WHAT IS NEEDED. Retyping all the entries exactly is the whole task.

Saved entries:
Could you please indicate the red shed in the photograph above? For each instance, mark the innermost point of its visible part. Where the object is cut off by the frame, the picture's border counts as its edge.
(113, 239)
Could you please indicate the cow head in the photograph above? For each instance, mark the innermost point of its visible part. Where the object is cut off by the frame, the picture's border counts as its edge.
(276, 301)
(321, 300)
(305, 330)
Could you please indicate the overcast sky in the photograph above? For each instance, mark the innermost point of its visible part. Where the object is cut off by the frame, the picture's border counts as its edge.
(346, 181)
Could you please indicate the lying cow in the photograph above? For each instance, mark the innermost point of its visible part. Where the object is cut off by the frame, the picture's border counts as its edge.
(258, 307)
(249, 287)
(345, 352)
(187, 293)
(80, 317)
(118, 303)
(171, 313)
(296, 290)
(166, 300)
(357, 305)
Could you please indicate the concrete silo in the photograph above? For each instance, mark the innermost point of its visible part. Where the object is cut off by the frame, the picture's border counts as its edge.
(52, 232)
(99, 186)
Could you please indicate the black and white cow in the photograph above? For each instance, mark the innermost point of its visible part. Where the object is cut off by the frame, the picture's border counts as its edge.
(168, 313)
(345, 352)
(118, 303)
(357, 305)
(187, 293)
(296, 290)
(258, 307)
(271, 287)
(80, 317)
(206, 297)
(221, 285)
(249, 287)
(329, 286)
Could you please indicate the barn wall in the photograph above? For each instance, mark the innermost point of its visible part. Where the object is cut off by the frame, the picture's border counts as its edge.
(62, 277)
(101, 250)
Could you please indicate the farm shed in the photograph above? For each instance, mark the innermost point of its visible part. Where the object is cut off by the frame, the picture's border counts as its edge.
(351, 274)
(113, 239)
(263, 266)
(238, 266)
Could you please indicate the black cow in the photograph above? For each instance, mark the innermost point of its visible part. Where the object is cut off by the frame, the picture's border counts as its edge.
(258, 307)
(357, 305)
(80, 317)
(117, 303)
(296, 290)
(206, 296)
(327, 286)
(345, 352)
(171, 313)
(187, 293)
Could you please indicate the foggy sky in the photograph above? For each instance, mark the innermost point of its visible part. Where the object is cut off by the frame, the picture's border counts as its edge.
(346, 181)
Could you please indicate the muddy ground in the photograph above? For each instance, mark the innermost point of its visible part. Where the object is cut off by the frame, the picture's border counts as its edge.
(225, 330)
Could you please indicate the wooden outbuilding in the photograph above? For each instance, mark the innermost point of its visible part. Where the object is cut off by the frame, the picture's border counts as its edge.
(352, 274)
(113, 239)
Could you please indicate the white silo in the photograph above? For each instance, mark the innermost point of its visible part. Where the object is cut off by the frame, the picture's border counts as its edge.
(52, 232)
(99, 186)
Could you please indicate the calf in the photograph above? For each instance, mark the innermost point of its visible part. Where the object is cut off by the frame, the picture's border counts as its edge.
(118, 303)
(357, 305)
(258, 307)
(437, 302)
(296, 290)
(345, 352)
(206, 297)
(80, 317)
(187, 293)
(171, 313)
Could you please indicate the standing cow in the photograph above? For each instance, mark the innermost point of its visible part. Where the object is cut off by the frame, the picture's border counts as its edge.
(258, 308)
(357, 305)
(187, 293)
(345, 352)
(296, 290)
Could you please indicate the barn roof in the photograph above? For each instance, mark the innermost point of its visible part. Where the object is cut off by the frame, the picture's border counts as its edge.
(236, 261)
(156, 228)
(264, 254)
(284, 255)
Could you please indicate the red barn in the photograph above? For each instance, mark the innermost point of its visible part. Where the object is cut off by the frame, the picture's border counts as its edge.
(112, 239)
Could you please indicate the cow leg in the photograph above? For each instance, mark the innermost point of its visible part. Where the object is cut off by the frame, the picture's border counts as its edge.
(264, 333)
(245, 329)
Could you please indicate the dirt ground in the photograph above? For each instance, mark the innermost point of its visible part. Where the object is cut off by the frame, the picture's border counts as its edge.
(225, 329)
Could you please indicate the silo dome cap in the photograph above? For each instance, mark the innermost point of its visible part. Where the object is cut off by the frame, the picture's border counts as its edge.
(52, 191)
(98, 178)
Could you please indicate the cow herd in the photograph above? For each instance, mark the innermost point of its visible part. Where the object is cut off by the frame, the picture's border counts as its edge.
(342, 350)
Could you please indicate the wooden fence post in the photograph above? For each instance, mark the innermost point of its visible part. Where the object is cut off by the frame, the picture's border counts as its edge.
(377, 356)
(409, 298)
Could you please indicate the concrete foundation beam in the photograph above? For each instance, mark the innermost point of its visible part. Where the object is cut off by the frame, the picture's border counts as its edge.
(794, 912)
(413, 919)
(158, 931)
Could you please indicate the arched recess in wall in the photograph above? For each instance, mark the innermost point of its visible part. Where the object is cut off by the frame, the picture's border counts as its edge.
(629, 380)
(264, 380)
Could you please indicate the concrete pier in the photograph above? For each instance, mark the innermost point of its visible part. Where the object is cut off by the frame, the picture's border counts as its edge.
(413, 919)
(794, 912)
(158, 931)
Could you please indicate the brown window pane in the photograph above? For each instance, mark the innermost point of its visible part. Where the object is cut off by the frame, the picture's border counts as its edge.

EXERCISE ANSWER.
Could you please indicate the red shed in the photograph above? For each instance, mark the innermost point of its visible part. Where the object is cut off by the frame, the picture's border counts as its edge.
(113, 239)
Could you please indicate the cow head in the photograph above? For each instance, mark the innermost point of its visible part. Where the object is cut off by the frame, the picture's border counts as its edge.
(276, 301)
(321, 300)
(305, 330)
Could you please indicate the overcast sky in the photograph above? For each instance, mark the innermost point of its visible part. Where the object is cut off by the frame, the picture's border counts as its edge.
(346, 181)
Could you please indicate the lying cow in the photograph above? For each instance, mark the innermost point of its visible part. Where the object is cut off by the frame, the picture's border counts as its edge.
(258, 307)
(249, 287)
(345, 352)
(187, 293)
(80, 317)
(118, 303)
(171, 313)
(296, 290)
(166, 300)
(357, 305)
Could you please indicate the concrete silo in the photograph above? For each instance, mark the innermost point of its visible part. Where the object is cut off by the frame, the picture's border counts as its edge.
(52, 232)
(99, 186)
Could you please indicate the black and white cow in the photograph above? For each instance, mark the innermost point of its visible part. Where the object is cut off by the frame, the picture's border counts as its edge.
(168, 313)
(345, 352)
(118, 303)
(357, 305)
(187, 293)
(296, 290)
(258, 307)
(271, 287)
(80, 317)
(206, 297)
(221, 285)
(249, 287)
(329, 286)
Could you please indicate the barn wall in the photograph above? For each instance, mark the innermost point of its visible part. Where the object is cut off by the frame, the picture's border counts as its edge.
(62, 277)
(101, 250)
Could you please indicate the farm shed in the photograph above? For each instance, mark the innermost point of its visible part. Where the object is cut off by the frame, the picture's border counts as its edge.
(351, 274)
(113, 239)
(263, 266)
(238, 266)
Could you please indicate the black cow in the photograph above? For each instance, mark the innermost point of its visible part. Where the object is cut off by the frame, the picture's border counts as its edge.
(258, 307)
(357, 305)
(80, 317)
(117, 303)
(296, 290)
(206, 296)
(327, 286)
(345, 352)
(171, 313)
(187, 293)
Could you please indicate the foggy sky in the photograph above? For each instance, mark the innermost point of its visible part. Where the object is cut off by the frame, the picture's border counts as its edge.
(346, 181)
Could you please indicate the muddy ground in the photograph above? For each instance, mark the innermost point of its visible part. Where the object is cut off by the frame, the picture's border counts as its edge.
(225, 330)
Could you please indicate the wooden outbuilding in the photograph above? For each instance, mark the innermost point of its visible part. Where the object is cut off by the frame, the picture's border counts as its edge.
(352, 274)
(113, 239)
Could you please indicate the white silo in the photograph above? For each instance, mark the innermost point of its visible part. Where the object is cut off by the frame, the picture's border counts as its edge.
(52, 232)
(99, 186)
Could you please indicate the calf in the photograph above? For each instance, mark the innermost point of its visible part. Where the object is cut off by the frame, the picture's border counts as its edge.
(118, 303)
(357, 305)
(258, 307)
(437, 302)
(296, 290)
(345, 352)
(206, 297)
(80, 317)
(187, 293)
(171, 313)
Could you please indicate the standing cow in the photograph above? For each instance, mark the innermost point of its visible part. Where the object is cut off by the frame, the picture's border counts as its edge.
(258, 308)
(357, 305)
(187, 293)
(345, 352)
(296, 290)
Could you please indicate the barn roof in the photograph above? For each instance, mark the innermost point of its visible part. Where the object is cut off by the frame, the picture's border counts as its edge.
(236, 261)
(156, 228)
(264, 254)
(284, 255)
Could you please indicate the red barn in the photograph above? For each instance, mark the innermost point of its visible part. Where the object is cut off by the frame, the picture's border counts as its edge.
(112, 239)
Could you please indicate the cow leg in the photograph above? For each instance, mark the innermost point of its visible part. Where the object is cut off by the frame, the picture's border counts as its edge.
(264, 333)
(245, 329)
Could you please indicate the dirt ground in the photograph above? For each instance, mark the innermost point of its visible part. Where the object is cut off by the frame, the picture's border counts as its edge.
(225, 329)
Could you please indicate the silo dome cap in the photograph above? For each instance, mark the innermost point of its visible part. Where the object is cut off by the frame, the picture's border counts as its edge.
(52, 191)
(98, 178)
Could you please indicate the cow herd in the photograph above? For each instance, mark the innermost point of its visible part. Where the object is cut off by the frame, the picture's border counts as its edge.
(342, 350)
Could you please indicate the wooden fence post in the photograph above? For each instance, mark the innermost point of its visible part. Where the object is cut off by the frame, the picture's border counts as its edge.
(377, 356)
(409, 298)
Could you please indicate the concrete foundation beam in the photograph above? For each instance, mark the innermost point of its visible part. Where the object is cut off by the frame, the picture's border counts as its edge.
(794, 912)
(413, 919)
(158, 931)
Could you please indicate the arched recess in wall in the photograph above? For each instance, mark the innermost point of its visible part. Where the object is cut off by the frame, the picture's border counts as its edge.
(629, 380)
(264, 380)
Could you please indicate the concrete pier in the photograph above? For each instance, mark the innermost point of its visible part. Where the object is cut off by the frame, the picture's border counts as its edge.
(413, 919)
(794, 912)
(158, 931)
Could you please indicate the brown window pane in the photograph above? For each instance, mark the innermost point of its visible part. Where the object is cut off by the frame, the picture's border counts as its edge.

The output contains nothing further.